### What is being asked
Reproduce the entire listing below verbatim.

[[ Data extracts open ]]

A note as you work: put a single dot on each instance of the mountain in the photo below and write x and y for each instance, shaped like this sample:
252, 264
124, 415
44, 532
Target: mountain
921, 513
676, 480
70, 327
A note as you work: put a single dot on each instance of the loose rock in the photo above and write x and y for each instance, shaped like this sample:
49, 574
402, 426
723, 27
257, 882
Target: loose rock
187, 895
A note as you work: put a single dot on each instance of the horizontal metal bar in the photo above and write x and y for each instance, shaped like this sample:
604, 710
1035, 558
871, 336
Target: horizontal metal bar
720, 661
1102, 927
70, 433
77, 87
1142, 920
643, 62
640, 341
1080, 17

[[ Data extracts closed ]]

### Result of this exercise
A note as you work: put a single dot on each instance of the mountain in the photo below and write x and y for each instance, shaped like this sample:
252, 264
124, 415
44, 532
Target: mountain
921, 513
676, 480
70, 327
A note as you work: put a single dot on each instance of the loose rock in the photo above and write x and y for each instance, shaped like this sample:
49, 574
402, 426
723, 27
257, 882
Target: loose rock
187, 895
A note as you work: put a single dot on each instance of the horizontal metal bar in the photo above and write x and y for each instance, shaped like this sample:
604, 710
1035, 558
871, 336
Target: horizontal metal bar
720, 661
1102, 927
70, 433
77, 87
1142, 920
643, 62
640, 341
1080, 17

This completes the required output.